• Problem to solve: Gather every line of the data below that contains the string "metal" and copy each of those lines in full.

• Input rows:
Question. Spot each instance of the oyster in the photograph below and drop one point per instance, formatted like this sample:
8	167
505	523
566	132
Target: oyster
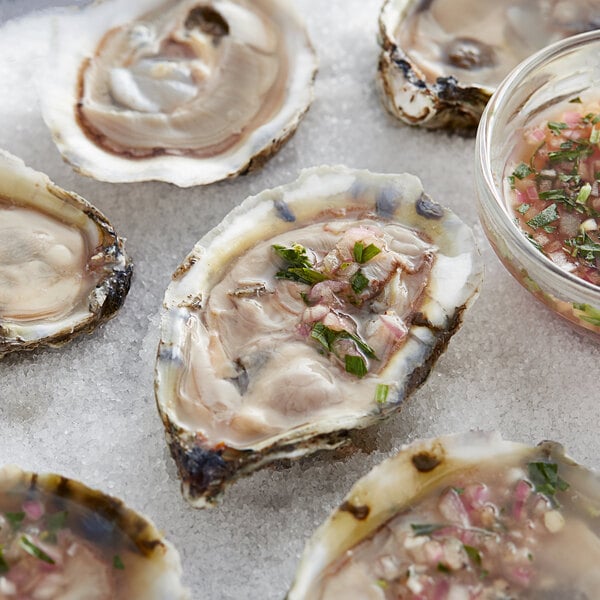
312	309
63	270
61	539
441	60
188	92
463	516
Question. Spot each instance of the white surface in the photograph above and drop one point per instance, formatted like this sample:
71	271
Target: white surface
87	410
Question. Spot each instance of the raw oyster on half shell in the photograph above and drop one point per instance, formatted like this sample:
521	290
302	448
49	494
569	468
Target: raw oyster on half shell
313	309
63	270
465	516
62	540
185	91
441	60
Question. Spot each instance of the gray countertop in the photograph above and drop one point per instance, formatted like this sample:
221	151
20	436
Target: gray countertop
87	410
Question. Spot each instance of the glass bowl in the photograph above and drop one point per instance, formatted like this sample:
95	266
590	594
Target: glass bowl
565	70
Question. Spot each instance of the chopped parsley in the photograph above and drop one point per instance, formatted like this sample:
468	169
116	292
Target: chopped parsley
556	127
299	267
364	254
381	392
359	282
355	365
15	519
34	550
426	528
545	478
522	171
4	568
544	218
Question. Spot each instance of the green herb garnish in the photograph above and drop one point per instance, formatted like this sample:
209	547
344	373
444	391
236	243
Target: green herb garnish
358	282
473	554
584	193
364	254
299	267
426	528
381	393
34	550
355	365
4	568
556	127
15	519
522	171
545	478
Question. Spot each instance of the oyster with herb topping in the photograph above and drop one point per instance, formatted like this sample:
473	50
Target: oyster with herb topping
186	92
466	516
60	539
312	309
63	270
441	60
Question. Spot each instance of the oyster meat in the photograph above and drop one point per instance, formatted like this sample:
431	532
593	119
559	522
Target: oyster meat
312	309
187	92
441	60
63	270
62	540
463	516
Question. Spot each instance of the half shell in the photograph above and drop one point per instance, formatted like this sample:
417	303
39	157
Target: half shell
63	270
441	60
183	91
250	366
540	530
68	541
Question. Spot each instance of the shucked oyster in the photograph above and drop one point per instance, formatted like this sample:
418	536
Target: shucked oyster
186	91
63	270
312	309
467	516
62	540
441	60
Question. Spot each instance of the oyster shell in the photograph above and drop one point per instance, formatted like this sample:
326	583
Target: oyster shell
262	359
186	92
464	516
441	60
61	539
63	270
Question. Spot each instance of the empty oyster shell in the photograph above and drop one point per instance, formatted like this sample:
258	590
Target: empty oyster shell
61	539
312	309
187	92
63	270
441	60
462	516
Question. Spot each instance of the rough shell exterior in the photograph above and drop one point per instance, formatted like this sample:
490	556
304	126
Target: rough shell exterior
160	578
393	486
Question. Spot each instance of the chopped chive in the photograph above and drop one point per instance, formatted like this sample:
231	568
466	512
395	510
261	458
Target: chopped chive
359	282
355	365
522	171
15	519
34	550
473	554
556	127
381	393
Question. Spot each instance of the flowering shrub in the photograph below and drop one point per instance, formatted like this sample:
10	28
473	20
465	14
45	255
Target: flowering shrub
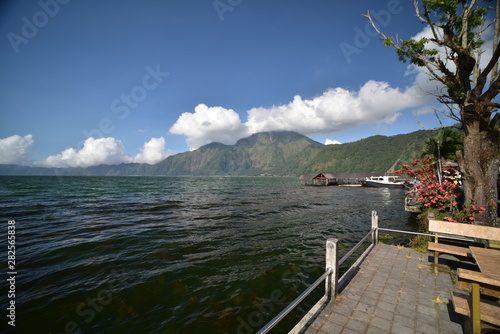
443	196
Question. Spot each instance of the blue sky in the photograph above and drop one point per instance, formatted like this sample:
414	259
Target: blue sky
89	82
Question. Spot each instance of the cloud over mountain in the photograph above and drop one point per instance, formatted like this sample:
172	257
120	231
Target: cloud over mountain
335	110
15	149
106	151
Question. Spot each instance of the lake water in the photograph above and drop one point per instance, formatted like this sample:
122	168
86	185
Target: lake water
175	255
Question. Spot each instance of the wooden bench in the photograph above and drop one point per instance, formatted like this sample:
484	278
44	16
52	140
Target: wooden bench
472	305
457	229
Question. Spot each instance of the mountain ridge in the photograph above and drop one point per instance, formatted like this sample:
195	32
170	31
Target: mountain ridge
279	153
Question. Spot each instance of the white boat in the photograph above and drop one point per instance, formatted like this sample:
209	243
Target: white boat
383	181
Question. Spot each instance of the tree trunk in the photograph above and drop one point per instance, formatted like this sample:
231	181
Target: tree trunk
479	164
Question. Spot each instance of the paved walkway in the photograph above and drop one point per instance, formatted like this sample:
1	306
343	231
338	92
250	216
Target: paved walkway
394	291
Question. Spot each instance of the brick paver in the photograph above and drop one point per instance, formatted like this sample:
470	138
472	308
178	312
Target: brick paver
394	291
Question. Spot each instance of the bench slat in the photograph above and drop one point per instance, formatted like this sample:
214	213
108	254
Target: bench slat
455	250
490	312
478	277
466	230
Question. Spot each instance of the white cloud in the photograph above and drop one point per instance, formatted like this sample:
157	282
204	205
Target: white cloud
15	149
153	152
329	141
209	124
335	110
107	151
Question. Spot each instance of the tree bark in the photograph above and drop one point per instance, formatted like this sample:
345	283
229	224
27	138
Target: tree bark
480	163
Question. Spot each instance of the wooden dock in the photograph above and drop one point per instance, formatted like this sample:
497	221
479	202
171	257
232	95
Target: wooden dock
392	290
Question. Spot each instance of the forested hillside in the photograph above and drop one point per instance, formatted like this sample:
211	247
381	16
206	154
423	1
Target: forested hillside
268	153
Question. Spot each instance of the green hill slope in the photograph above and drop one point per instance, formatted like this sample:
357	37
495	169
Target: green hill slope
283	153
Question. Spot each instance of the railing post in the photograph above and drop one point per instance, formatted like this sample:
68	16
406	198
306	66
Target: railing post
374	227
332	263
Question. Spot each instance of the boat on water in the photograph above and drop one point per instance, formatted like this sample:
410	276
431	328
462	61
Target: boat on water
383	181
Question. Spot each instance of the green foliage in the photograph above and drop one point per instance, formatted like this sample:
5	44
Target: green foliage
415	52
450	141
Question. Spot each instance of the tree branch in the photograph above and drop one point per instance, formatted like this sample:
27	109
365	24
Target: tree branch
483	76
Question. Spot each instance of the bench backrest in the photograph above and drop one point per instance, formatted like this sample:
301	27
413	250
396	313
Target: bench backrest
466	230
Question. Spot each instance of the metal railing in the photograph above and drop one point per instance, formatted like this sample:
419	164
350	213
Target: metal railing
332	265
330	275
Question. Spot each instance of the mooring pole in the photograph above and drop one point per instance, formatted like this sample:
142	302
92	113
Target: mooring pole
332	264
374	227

---

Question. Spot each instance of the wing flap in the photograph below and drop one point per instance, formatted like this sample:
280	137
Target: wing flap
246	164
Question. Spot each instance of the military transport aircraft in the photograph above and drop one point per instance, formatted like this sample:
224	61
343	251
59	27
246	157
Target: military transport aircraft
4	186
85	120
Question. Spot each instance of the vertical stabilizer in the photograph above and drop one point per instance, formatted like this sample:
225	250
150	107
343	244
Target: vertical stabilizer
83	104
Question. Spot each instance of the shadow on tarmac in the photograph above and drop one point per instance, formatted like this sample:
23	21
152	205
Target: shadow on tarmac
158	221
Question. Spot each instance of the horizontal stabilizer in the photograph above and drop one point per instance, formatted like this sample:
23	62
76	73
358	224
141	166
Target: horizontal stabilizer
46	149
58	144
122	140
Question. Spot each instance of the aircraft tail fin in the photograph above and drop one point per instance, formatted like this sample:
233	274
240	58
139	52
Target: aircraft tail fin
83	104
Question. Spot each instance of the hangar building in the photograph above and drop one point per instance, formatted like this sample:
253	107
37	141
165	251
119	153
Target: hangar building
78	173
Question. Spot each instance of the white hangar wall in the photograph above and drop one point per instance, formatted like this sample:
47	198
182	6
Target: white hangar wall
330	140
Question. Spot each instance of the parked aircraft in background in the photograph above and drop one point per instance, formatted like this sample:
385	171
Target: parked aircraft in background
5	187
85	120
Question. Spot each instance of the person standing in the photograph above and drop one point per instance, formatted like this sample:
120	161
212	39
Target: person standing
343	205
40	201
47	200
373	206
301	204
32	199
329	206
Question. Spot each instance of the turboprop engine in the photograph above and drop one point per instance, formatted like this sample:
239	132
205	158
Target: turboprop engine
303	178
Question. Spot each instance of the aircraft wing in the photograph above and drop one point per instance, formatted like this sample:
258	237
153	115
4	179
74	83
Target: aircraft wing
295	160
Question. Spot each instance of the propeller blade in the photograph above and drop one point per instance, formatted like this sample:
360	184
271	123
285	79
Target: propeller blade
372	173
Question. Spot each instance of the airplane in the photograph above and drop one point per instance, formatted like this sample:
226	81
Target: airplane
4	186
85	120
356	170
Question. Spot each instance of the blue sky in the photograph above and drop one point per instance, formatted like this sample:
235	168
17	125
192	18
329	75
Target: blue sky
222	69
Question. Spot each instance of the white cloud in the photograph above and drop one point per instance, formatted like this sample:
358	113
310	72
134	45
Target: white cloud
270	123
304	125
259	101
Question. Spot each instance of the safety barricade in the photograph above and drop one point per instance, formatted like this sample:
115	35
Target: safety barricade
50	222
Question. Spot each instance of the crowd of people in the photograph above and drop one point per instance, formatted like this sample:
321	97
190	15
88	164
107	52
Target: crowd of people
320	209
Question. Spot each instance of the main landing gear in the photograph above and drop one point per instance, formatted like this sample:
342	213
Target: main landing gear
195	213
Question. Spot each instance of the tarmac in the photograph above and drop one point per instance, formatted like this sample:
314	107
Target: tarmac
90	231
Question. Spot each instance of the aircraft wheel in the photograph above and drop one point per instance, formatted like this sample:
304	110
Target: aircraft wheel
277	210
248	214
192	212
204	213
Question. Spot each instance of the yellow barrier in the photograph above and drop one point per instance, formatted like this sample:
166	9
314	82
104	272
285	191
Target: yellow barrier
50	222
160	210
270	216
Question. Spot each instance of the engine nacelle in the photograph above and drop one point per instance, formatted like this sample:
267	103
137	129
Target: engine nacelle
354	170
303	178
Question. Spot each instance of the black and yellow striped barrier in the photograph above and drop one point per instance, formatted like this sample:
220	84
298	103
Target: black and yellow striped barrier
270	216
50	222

* * *

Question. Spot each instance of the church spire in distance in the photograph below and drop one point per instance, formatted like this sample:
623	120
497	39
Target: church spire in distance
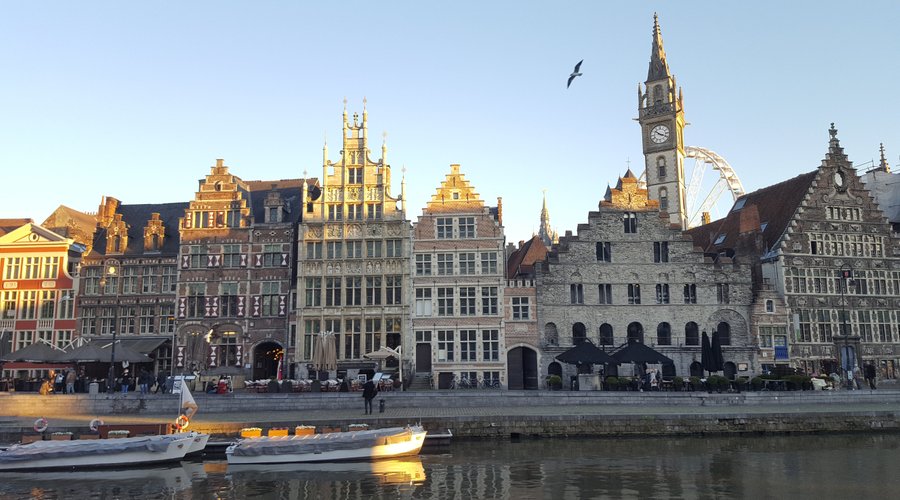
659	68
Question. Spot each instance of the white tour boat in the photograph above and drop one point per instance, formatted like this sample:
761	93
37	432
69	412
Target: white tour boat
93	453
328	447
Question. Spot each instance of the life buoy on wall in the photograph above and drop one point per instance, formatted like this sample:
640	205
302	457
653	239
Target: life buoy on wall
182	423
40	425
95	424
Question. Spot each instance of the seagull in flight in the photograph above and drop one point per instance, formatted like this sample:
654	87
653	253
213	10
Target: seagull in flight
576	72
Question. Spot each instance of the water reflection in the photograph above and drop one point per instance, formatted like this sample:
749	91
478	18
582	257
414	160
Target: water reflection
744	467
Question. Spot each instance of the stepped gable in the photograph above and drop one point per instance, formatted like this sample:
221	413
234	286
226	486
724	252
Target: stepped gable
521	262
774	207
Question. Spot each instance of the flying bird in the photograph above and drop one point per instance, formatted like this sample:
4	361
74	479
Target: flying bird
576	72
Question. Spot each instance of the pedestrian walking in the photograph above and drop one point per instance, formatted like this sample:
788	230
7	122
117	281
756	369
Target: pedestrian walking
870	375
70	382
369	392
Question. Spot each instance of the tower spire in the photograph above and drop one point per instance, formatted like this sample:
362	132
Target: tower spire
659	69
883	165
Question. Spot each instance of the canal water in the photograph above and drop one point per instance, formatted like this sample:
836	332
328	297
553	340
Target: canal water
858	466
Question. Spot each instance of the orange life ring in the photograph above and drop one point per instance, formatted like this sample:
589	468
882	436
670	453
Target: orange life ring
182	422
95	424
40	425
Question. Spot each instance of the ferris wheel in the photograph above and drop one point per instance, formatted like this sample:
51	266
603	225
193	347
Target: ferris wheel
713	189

• Exercise output:
Question. Spot each instance of the metal railing in the photograph above and drop one point per instance, formatted like this sample:
Target: metal railing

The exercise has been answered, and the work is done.